Set exercise a — Return every line of the listing that contains the word "wearing".

Passage —
########
The China Europe International Exchange's (Ceinex) move in February to expand its product offering beyond bonds and China-related futures and exchange traded funds (ETFs) to include D-Shares of prominent Chinese companies and ETF derivatives, SRP spoke to Dr. Chen Han, co-CEO of the firm about the its plans in the region and how structured products will be a natural evolution of its product catalogue.

Since February 2017, futures on the db x-trackers Harvest CSI300 Index ETF have been available for trading on the German derivatives exchange Eurex. The ETF fully replicates the CSI 300 index and is managed by Deutsche Bank together with Hong Kong-based firm Harvest Global Invest.

The new product is aimed at asset and hedge fund managers, as well as institutional and retail investors, and will be followed by options contracts linked to the same underlying, according to Dr. Han.

"Predominantly traded in euros, Ceinex products are deployed by global investors across different risk categories for trading, hedging, positioning, and leveraging," says Dr. Han, adding that the current Ceinex ETF line up covers broad Chinese market indices, such as the CSI300, SSE50, FTSEA50, MSCI China A, and S&P China 500 indexes, to be used by institutional and sophisticated investors seeking "strategic portfolio building blocks" to get "core beta exposure to China's equity market".

However, according to Dr. Han, Ceinex offers also the opportunity to combine participation in the performance of leading Chinese corporations with participation in the "narrowing of the spread between constituent A- and H-shares" via an ETF tracking the FTSE A-H 50 index.

"ETFs are the preferred instrument to address various levels of risk appetite," says Dr. Han, pointing that investors from the middle risk category, who are on the hike for yield and still ready to take up on some CNH and China sovereign debt risk, are looking at fixed-income ETF opportunities while the sector-equity ETFs are available to risk-seeking investors who look for specific sector exposure.

"As [the] risk appetite increases, preferences shift towards the broad-based equity ETFs on Ceinex that should deliver the core beta exposure," says Dr. Han. "Most of the liquidity is concentrated on exactly this type of product, in particular the CSI 300 based ETFs which record the highest assets under management (AUM) and write close to € 4m in trading per day."

According to Dr. Han bid-ask spreads have recently narrowed which has made possible to execute trades at 10 to 20 bps at peak times.
########
Data provided —
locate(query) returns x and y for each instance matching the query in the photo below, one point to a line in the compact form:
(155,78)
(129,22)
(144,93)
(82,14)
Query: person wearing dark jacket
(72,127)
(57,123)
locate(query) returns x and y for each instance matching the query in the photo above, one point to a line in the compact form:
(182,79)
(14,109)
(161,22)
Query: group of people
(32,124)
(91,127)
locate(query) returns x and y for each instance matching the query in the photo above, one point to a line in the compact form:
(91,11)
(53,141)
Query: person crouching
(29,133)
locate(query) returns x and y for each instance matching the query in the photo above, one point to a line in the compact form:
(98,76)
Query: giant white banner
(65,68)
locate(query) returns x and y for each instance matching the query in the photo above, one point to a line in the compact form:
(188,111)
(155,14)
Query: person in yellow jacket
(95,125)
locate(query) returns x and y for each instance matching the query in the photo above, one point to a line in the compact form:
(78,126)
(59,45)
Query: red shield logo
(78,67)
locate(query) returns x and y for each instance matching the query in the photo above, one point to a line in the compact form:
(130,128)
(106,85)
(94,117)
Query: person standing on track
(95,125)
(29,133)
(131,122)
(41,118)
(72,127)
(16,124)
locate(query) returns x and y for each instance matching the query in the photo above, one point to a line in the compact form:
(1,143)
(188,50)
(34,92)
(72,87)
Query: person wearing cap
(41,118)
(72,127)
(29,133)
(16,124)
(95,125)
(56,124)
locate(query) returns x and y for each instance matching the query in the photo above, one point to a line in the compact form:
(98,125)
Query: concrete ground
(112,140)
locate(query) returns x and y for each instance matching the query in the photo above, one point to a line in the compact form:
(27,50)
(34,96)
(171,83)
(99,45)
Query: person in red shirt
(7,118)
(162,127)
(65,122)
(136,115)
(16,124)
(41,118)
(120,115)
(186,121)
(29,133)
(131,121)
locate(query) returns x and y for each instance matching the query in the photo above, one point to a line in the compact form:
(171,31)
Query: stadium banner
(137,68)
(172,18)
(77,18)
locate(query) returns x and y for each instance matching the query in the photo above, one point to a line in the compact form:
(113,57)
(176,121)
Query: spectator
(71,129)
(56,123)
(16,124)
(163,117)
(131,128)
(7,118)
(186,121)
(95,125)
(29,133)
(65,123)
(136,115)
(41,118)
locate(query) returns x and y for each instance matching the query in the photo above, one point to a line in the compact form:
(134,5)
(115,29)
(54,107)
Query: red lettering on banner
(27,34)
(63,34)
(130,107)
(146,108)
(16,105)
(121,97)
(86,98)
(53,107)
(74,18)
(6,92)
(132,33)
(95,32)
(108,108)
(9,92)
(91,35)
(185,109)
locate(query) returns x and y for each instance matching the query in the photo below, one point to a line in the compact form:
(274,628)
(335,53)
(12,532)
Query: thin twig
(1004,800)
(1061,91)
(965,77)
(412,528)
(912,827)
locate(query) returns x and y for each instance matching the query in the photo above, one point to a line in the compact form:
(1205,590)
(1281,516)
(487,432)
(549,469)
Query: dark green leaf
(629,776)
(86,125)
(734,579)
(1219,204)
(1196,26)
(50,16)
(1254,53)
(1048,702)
########
Set exercise b — For each statement, say yes or no to whether it agrees with the article on Ceinex, and quote the deciding words: (i) Futures on the db x-trackers Harvest CSI300 Index ETF have been tradable on Eurex since February 2017. (ii) Ceinex products are mostly traded in US dollars. (iii) Deutsche Bank manages the db x-trackers Harvest CSI300 Index ETF on its own.

Written reply a —
Query: person wearing dark jacket
Query: person wearing cap

Written reply b —
(i) Yes: "Since February 2017, futures on the db x-trackers Harvest CSI300 Index ETF have been available for trading on the German derivatives exchange Eurex."
(ii) No: "Predominantly traded in euros"
(iii) No: "is managed by Deutsche Bank together with Hong Kong-based firm Harvest Global Invest"